** start of INFORMATION GIVEN **

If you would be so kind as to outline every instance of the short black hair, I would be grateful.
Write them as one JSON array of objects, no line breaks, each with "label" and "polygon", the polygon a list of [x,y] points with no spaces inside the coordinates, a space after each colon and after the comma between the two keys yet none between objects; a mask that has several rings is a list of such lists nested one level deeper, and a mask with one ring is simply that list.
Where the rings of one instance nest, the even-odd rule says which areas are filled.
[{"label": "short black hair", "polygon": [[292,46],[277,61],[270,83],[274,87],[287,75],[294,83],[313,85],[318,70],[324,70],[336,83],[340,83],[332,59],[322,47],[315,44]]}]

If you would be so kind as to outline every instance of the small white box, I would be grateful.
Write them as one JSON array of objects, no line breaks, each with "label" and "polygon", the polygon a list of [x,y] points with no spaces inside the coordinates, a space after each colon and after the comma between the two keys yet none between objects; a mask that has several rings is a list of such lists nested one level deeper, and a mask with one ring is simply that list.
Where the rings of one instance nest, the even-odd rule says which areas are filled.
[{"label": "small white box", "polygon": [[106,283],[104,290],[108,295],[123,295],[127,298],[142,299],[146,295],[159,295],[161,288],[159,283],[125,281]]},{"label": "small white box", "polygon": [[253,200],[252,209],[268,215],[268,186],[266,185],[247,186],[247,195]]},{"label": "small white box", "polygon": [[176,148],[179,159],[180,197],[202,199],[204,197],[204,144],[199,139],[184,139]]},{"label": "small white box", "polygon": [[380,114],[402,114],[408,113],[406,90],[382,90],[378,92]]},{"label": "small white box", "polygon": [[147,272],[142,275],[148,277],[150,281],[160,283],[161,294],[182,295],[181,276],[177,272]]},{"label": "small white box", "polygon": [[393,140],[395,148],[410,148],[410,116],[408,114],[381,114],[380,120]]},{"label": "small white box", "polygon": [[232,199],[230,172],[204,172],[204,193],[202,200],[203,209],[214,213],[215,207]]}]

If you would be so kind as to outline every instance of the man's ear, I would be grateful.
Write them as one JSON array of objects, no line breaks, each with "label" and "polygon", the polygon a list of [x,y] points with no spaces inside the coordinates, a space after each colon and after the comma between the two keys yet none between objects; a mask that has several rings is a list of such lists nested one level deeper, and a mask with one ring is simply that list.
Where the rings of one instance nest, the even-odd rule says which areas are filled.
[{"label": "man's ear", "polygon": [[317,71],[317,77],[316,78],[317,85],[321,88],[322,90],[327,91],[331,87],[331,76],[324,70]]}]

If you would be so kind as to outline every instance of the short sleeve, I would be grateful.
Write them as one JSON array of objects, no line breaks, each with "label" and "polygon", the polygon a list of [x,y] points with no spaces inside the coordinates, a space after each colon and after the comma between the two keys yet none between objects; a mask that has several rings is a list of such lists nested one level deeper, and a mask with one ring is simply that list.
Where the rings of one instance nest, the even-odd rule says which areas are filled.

** end of INFORMATION GIVEN **

▸ **EXERCISE GOAL**
Your task is to quote all of the data word for word.

▸ **FULL ANSWER**
If you would be so kind as to outline every instance of the short black hair, I would be grateful.
Write them as one JSON array of objects, no line breaks, each with "label" and "polygon", the polygon a list of [x,y] points with no spaces inside the coordinates, a space after each colon and after the comma between the two keys yet none between objects; a mask that has several rings is a list of such lists nested one level deeper, and a mask with one ring is simply that list.
Where the rings of one instance nest, the even-odd rule says which areas are filled.
[{"label": "short black hair", "polygon": [[292,46],[277,61],[270,83],[274,87],[287,75],[294,83],[313,85],[318,70],[324,70],[336,83],[340,83],[332,59],[322,47],[315,44]]}]

If you would be so kind as to outline every instance of the small white box, I would be grateful.
Write them as one JSON array of objects, no line breaks, each with "label" and "polygon", the polygon a list of [x,y] points with no spaces inside the coordinates, a space after each colon and after the comma between the two keys yet none between objects; a mask that has several rings is a list of such lists nested one level deeper, and a mask with one ring is simply that list.
Where the rings of one instance nest, the even-odd rule says which areas are filled.
[{"label": "small white box", "polygon": [[106,283],[104,290],[108,295],[123,295],[127,298],[142,299],[146,295],[159,295],[161,288],[159,283],[125,281]]},{"label": "small white box", "polygon": [[253,200],[252,209],[268,215],[268,186],[266,185],[247,186],[247,195]]},{"label": "small white box", "polygon": [[176,148],[179,159],[180,197],[202,199],[204,197],[204,144],[199,139],[184,139]]},{"label": "small white box", "polygon": [[380,114],[402,114],[408,113],[406,90],[382,90],[378,92]]},{"label": "small white box", "polygon": [[147,272],[142,275],[148,277],[150,281],[160,283],[161,294],[182,295],[181,276],[177,272]]},{"label": "small white box", "polygon": [[393,140],[395,148],[410,148],[410,116],[408,114],[381,114],[380,120]]},{"label": "small white box", "polygon": [[232,199],[230,172],[204,172],[204,193],[202,200],[203,209],[214,213],[215,207]]}]

If you would be so kind as to outline every instance of the man's ear, I would be grateful.
Write them as one JSON array of objects, no line breaks, each with "label" and "polygon", the polygon a list of [x,y] points with no spaces inside the coordinates, a space after each colon and after the comma between the two keys yet none between objects; a mask that has several rings is a list of such lists nested one level deeper, and a mask with one ring is simply that list.
Where the rings of one instance nest, the even-odd rule says which areas are filled.
[{"label": "man's ear", "polygon": [[317,71],[317,77],[316,78],[317,85],[321,88],[322,90],[327,91],[331,87],[331,76],[324,70]]}]

If you would be so kind as to outline every instance of the short sleeve, I would be grateful.
Write them as one JSON array of objects, no line breaks, each with "label" and "polygon", the polygon a list of [x,y] points with no spaces inside the coordinates, a space after each colon and after the comma between the two keys yet none between objects; a mask that has several rings is a list of such lists nested one level deeper, and a mask with one ring is simply that list.
Where the rings of one instance nest, the even-odd rule says which areas are filled.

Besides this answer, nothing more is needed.